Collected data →

------

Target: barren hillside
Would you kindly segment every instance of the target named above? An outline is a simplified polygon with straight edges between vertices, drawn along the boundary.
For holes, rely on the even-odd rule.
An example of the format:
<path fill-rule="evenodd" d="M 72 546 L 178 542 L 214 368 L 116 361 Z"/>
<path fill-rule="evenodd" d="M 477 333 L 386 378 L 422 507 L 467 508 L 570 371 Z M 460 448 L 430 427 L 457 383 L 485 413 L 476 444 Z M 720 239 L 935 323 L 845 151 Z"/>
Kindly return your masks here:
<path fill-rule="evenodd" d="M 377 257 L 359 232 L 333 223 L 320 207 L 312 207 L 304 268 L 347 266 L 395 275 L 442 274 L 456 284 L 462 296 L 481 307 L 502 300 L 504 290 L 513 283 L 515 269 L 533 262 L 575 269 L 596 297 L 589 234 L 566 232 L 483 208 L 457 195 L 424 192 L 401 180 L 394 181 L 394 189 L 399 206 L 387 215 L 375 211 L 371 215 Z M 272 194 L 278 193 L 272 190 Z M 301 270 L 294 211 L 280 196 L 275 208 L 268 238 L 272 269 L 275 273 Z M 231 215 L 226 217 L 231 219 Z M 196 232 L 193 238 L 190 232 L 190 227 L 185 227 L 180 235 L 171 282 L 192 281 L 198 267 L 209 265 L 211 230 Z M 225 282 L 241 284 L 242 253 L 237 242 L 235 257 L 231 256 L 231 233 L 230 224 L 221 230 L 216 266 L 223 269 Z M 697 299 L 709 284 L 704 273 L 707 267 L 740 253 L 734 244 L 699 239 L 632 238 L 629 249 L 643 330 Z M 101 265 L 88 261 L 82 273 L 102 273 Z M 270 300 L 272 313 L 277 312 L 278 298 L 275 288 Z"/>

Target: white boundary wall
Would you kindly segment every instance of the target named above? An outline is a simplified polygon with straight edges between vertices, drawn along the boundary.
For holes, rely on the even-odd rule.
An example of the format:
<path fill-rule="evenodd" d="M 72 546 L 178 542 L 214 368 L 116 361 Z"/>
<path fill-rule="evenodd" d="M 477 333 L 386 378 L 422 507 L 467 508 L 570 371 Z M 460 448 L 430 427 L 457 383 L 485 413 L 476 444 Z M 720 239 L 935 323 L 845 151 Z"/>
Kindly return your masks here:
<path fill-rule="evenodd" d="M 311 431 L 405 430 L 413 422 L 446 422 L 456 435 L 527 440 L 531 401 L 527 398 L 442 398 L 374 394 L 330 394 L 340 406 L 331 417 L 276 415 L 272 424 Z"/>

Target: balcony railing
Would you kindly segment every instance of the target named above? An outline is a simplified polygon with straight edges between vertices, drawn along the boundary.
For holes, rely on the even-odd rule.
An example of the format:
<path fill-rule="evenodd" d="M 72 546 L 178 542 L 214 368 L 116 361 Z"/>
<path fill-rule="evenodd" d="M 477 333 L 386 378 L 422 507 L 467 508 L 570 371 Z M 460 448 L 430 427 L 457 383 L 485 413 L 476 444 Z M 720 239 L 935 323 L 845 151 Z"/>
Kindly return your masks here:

------

From the first line to the last, write out the data exactly.

Target: barren hillside
Would you kindly segment every instance of the target named above? An outline is a simplified polygon with straight edges between vertices, drawn along the boundary.
For holes, rely on the even-odd rule.
An example of the format:
<path fill-rule="evenodd" d="M 72 546 L 178 542 L 214 368 L 116 361 Z"/>
<path fill-rule="evenodd" d="M 477 333 L 386 378 L 422 507 L 467 508 L 570 371 Z M 460 448 L 430 427 L 457 383 L 485 413 L 476 444 Z M 720 239 L 935 323 L 845 151 Z"/>
Kindly return your masks here:
<path fill-rule="evenodd" d="M 377 257 L 359 232 L 333 223 L 320 207 L 312 207 L 304 268 L 347 266 L 395 275 L 442 274 L 456 284 L 462 296 L 481 307 L 502 300 L 504 290 L 513 283 L 515 269 L 533 262 L 575 269 L 596 297 L 589 234 L 566 232 L 483 208 L 457 195 L 424 192 L 401 180 L 394 181 L 394 189 L 399 206 L 387 215 L 375 211 L 371 215 Z M 272 194 L 278 193 L 272 190 Z M 301 270 L 294 211 L 280 196 L 275 208 L 268 238 L 272 269 L 275 273 Z M 231 215 L 226 217 L 231 219 Z M 196 232 L 193 238 L 190 232 L 190 227 L 185 227 L 180 235 L 171 282 L 192 281 L 198 267 L 209 265 L 211 230 Z M 225 282 L 241 284 L 242 253 L 237 242 L 235 257 L 231 256 L 231 233 L 230 224 L 221 230 L 216 266 L 223 269 Z M 697 299 L 709 284 L 704 273 L 707 267 L 740 253 L 734 244 L 699 239 L 632 238 L 629 249 L 643 330 Z M 101 265 L 88 261 L 82 273 L 102 273 Z M 270 300 L 272 313 L 277 312 L 278 298 L 275 288 Z"/>

Target: white boundary wall
Would you kindly segment every instance of the target named above? An outline is a simplified polygon with straight edges between vertices, drawn along the boundary.
For holes, rely on the even-odd rule.
An example of the format:
<path fill-rule="evenodd" d="M 72 546 L 178 542 L 214 368 L 116 361 Z"/>
<path fill-rule="evenodd" d="M 477 333 L 386 378 L 422 507 L 467 508 L 570 371 Z M 460 448 L 430 427 L 457 383 L 485 413 L 476 444 Z M 720 239 L 935 323 L 845 151 Z"/>
Kindly return your masks here:
<path fill-rule="evenodd" d="M 311 431 L 405 430 L 413 422 L 446 422 L 456 435 L 527 440 L 531 401 L 527 398 L 442 398 L 374 394 L 330 394 L 340 406 L 331 417 L 276 415 L 272 424 Z"/>

Target: balcony railing
Would you kindly segment every instance of the target named above? An outline is a simplified polygon with straight edges between vertices, drawn along the boundary.
For holes, rely on the even-odd rule.
An example of the format:
<path fill-rule="evenodd" d="M 72 546 L 178 542 L 214 368 L 116 361 Z"/>
<path fill-rule="evenodd" d="M 477 333 L 386 378 L 422 507 L 467 508 L 570 371 Z M 460 448 L 430 427 L 457 383 L 485 413 L 476 444 Z M 720 239 L 935 323 L 845 151 Z"/>
Kindly return your masks here:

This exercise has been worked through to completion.